**About this exercise:**
All of the data is to be written out again exactly, without the pictures.

**Provided records:**
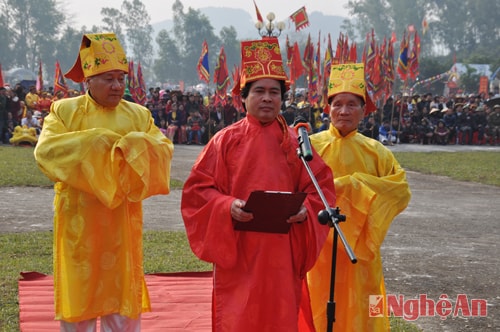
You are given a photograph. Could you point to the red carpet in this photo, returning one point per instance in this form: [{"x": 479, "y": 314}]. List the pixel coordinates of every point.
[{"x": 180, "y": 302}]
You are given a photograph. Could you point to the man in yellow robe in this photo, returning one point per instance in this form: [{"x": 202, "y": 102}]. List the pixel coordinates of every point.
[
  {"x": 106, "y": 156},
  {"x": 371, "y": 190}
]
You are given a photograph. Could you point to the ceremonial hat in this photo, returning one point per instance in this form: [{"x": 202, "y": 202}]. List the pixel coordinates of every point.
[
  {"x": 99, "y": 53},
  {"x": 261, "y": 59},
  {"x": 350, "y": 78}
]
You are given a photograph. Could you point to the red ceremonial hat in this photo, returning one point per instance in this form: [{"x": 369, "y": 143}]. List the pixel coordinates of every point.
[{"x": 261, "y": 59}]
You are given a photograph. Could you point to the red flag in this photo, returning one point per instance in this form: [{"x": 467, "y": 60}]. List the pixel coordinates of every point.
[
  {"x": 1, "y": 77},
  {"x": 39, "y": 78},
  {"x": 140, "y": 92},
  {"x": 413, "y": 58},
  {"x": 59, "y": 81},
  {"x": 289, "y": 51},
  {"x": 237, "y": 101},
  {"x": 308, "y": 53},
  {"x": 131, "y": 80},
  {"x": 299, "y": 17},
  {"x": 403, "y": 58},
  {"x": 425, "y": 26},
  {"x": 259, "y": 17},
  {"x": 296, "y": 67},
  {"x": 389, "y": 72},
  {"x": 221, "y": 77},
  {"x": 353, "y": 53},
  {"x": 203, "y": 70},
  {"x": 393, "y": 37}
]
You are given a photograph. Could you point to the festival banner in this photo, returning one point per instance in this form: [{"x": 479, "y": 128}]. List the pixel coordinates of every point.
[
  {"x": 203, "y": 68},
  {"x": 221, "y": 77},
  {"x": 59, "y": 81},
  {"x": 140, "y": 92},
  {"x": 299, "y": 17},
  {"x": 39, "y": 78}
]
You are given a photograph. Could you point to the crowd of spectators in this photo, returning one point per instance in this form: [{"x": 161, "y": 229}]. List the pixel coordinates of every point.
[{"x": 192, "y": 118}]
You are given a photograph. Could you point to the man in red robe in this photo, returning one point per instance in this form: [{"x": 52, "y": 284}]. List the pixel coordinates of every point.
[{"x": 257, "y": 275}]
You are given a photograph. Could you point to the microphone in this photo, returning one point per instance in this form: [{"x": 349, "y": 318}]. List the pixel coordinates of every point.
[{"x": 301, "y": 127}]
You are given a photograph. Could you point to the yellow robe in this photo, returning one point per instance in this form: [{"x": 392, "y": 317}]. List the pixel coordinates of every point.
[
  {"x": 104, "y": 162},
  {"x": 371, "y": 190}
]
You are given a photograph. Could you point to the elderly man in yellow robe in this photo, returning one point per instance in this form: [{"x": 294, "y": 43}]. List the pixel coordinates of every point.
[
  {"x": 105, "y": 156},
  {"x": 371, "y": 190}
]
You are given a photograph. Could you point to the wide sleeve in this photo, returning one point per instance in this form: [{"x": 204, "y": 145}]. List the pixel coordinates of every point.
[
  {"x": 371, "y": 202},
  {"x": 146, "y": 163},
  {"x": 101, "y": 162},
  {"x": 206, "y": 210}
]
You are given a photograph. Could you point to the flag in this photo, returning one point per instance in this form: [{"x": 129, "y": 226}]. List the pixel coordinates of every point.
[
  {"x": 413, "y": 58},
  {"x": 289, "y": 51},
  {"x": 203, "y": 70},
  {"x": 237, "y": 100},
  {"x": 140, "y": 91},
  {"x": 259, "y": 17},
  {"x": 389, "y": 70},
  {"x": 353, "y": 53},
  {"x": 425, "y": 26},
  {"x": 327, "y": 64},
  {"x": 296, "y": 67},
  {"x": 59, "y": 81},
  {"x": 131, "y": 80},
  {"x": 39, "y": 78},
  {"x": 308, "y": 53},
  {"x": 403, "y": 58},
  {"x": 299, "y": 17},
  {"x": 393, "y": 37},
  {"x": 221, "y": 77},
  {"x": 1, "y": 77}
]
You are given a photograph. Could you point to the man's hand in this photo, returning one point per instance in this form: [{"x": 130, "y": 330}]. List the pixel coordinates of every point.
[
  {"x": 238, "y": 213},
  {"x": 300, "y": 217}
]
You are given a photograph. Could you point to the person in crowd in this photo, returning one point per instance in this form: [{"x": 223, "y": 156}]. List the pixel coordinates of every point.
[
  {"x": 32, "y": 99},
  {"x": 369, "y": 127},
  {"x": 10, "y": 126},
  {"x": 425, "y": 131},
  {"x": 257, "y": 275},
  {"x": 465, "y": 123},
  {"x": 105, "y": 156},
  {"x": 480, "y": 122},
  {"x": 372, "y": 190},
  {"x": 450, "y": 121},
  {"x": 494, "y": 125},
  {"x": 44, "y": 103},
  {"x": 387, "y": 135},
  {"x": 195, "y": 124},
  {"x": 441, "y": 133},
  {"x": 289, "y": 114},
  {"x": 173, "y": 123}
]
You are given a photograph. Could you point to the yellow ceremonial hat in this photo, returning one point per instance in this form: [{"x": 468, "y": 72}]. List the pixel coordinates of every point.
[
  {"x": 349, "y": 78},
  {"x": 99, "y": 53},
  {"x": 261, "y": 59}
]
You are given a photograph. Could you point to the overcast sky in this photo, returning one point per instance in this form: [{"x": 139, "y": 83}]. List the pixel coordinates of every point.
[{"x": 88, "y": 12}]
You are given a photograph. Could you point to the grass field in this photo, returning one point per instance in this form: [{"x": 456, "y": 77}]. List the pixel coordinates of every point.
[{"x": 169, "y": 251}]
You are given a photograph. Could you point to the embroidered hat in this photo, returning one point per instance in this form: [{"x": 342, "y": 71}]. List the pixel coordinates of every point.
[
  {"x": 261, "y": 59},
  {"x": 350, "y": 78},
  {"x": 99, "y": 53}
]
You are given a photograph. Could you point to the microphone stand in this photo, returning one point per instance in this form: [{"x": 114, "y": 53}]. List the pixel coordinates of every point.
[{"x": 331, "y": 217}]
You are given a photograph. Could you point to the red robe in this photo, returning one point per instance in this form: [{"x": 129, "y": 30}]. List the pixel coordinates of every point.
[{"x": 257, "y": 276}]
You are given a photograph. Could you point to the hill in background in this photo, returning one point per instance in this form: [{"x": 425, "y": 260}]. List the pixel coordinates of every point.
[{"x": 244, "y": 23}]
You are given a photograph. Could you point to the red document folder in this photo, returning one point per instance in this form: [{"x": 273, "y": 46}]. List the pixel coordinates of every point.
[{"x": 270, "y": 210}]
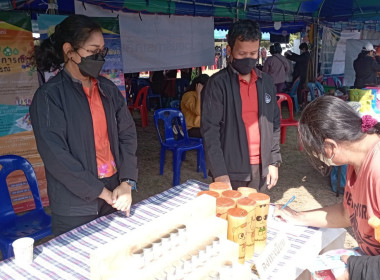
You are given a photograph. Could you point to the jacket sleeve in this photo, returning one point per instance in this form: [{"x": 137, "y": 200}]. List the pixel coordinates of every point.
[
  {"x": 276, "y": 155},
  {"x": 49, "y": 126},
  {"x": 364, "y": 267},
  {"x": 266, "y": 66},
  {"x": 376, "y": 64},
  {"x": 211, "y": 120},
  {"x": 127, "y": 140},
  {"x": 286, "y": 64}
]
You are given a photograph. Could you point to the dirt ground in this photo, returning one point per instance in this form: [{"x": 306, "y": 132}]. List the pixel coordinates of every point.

**Answer section:**
You are given a photograph. Could you point to the red carpet in this photo, returning one point per instance in this form: [{"x": 479, "y": 314}]. List the pixel coordinates of every point.
[{"x": 180, "y": 302}]
You are given a photograph. Could you point to the man in yellow robe in this photo, returning one point per instance in this form: [{"x": 202, "y": 102}]. List the pixel coordinates of every point.
[
  {"x": 106, "y": 156},
  {"x": 371, "y": 190}
]
You are given a photograph. Could you point to the ceremonial hat in this photo, returning one point per instance in this form: [{"x": 202, "y": 202}]. List the pixel coordinates of every point.
[
  {"x": 99, "y": 53},
  {"x": 261, "y": 59},
  {"x": 350, "y": 78}
]
You are given a photograph. Could you point to the red ceremonial hat in this photo, returning one point per instance in this form: [{"x": 369, "y": 143}]. List the pixel coordinates of every point.
[{"x": 261, "y": 59}]
You are given a photograph. Could you point to the red flag in this photo, returning one point per instance in this form: [{"x": 467, "y": 60}]. List the pixel coordinates of every point.
[
  {"x": 1, "y": 77},
  {"x": 39, "y": 78},
  {"x": 140, "y": 92},
  {"x": 413, "y": 58},
  {"x": 59, "y": 81},
  {"x": 289, "y": 51},
  {"x": 237, "y": 101},
  {"x": 308, "y": 53},
  {"x": 131, "y": 80},
  {"x": 299, "y": 17},
  {"x": 403, "y": 58},
  {"x": 425, "y": 26},
  {"x": 259, "y": 17},
  {"x": 296, "y": 67},
  {"x": 389, "y": 72},
  {"x": 221, "y": 77},
  {"x": 353, "y": 53},
  {"x": 203, "y": 70},
  {"x": 393, "y": 37}
]
You are given a photograph. Could you point to the festival banner in this photo, returning one point per instance in this form: [{"x": 479, "y": 128}]. List the pixel coordinates of every point.
[
  {"x": 203, "y": 68},
  {"x": 221, "y": 77},
  {"x": 59, "y": 81},
  {"x": 140, "y": 92},
  {"x": 299, "y": 17},
  {"x": 39, "y": 78}
]
You are given a photograph. Could you point to the crowd of spectators in this photo, returning one point per instance in this form: [{"x": 161, "y": 229}]. List the pixel coordinates of every point.
[{"x": 192, "y": 118}]
You are given a photograph. Could you point to the man in red robe in this photo, returning one point per instance in this form: [{"x": 52, "y": 284}]. List the pixel coordinates of every point.
[{"x": 257, "y": 275}]
You are given a photograph. Could you point to the microphone in this photo, returning one point per instance in this form: [{"x": 349, "y": 318}]. List the pixel coordinates of every point.
[{"x": 301, "y": 127}]
You are given a photograph. Could you point to the yellow robe in this photo, returning one point per instance in this form: [{"x": 392, "y": 317}]. List the pixel coordinates of every point.
[
  {"x": 104, "y": 162},
  {"x": 371, "y": 190}
]
You are given a photograph. Could you point to the elderly man in yellow robe in this photo, returning one point per instance in this form: [{"x": 294, "y": 43}]. List the pixel coordinates of every point.
[
  {"x": 105, "y": 156},
  {"x": 371, "y": 190}
]
You are given a photograph. Could you point to the wide sleeve in this photo, returning one point per instance in this form: [{"x": 204, "y": 145}]. List the pixel coordinates of every point.
[
  {"x": 371, "y": 202},
  {"x": 146, "y": 163},
  {"x": 101, "y": 162},
  {"x": 206, "y": 210}
]
You are given a photograph. Could you point to the flag in this photo, returning one point per instance in this form: [{"x": 129, "y": 226}]. List the pixel coordinates of every point.
[
  {"x": 413, "y": 58},
  {"x": 289, "y": 51},
  {"x": 203, "y": 70},
  {"x": 237, "y": 100},
  {"x": 140, "y": 91},
  {"x": 259, "y": 17},
  {"x": 389, "y": 70},
  {"x": 353, "y": 53},
  {"x": 425, "y": 26},
  {"x": 327, "y": 64},
  {"x": 296, "y": 67},
  {"x": 59, "y": 81},
  {"x": 131, "y": 80},
  {"x": 39, "y": 78},
  {"x": 308, "y": 53},
  {"x": 403, "y": 58},
  {"x": 299, "y": 17},
  {"x": 393, "y": 37},
  {"x": 221, "y": 77},
  {"x": 1, "y": 77}
]
You are given a photograph. Could you point to the man's hand in this photo, returning one point per instance in this form: [{"x": 130, "y": 330}]. List the pixel coordinates of every point.
[
  {"x": 238, "y": 213},
  {"x": 300, "y": 217}
]
You are given a photograph. Could you point to the person in crowd in this photo, returning one point per instance in this form: [{"x": 223, "y": 156}]. List the pixel coordinates of every point.
[
  {"x": 32, "y": 99},
  {"x": 369, "y": 127},
  {"x": 10, "y": 126},
  {"x": 425, "y": 131},
  {"x": 257, "y": 275},
  {"x": 465, "y": 123},
  {"x": 105, "y": 156},
  {"x": 480, "y": 122},
  {"x": 372, "y": 190},
  {"x": 450, "y": 121},
  {"x": 494, "y": 125},
  {"x": 44, "y": 103},
  {"x": 387, "y": 135},
  {"x": 195, "y": 124},
  {"x": 441, "y": 133},
  {"x": 289, "y": 114},
  {"x": 173, "y": 123}
]
You are given a photograph. Could you point to the yellow ceremonial hat in this photo, returning one point per instance in this form: [{"x": 468, "y": 72}]. List the pixel coordinates of every point.
[
  {"x": 349, "y": 78},
  {"x": 99, "y": 53},
  {"x": 261, "y": 59}
]
You are given a photograph. Could you point to the overcast sky in this photo, returning one point per instance in this form: [{"x": 139, "y": 83}]. List the pixel coordinates of every point.
[{"x": 88, "y": 12}]
You are given a photograph. Could you point to the grass field in this photo, returning one point per instance in this form: [{"x": 456, "y": 77}]. List the pixel coordinates of every point.
[{"x": 169, "y": 251}]
You are given a photograph. Could you point to the embroidered hat in this photo, returning one point per instance in this form: [{"x": 342, "y": 71}]. List the pixel coordinates of every point.
[
  {"x": 261, "y": 59},
  {"x": 350, "y": 78},
  {"x": 99, "y": 53}
]
You are given a photograph. Could you point to the microphone stand in this photo, returning one point per instance in this form: [{"x": 114, "y": 53}]. List the pixel coordinates of every point.
[{"x": 331, "y": 217}]
You are given a photograph. Could you point to the red robe in this photo, returning one point per instance in this form: [{"x": 129, "y": 30}]. List the pixel coordinates of every point.
[{"x": 257, "y": 276}]
You are given a photograph. Could you point to the hill in background in this photo, returning one point per instance in this form: [{"x": 425, "y": 260}]. List the pixel coordinates of every point.
[{"x": 244, "y": 23}]
You are given a photograph. Could you point to the red document folder in this photo, returning one point per instance in this form: [{"x": 273, "y": 46}]. List the pixel coordinates of every point.
[{"x": 270, "y": 210}]
You are given a photograph. Could you point to the jacket sleeve in this photo, returning one point per instance in this form: [{"x": 137, "y": 200}]. List the pixel coordinates of every point.
[
  {"x": 276, "y": 155},
  {"x": 49, "y": 126},
  {"x": 364, "y": 267},
  {"x": 266, "y": 66},
  {"x": 376, "y": 64},
  {"x": 211, "y": 120},
  {"x": 127, "y": 140},
  {"x": 286, "y": 64}
]
You are given a photograph. Could you point to the dirt ground in this photo, returning one point per instance in this form: [{"x": 306, "y": 132}]. List the pixel coordinates of every point.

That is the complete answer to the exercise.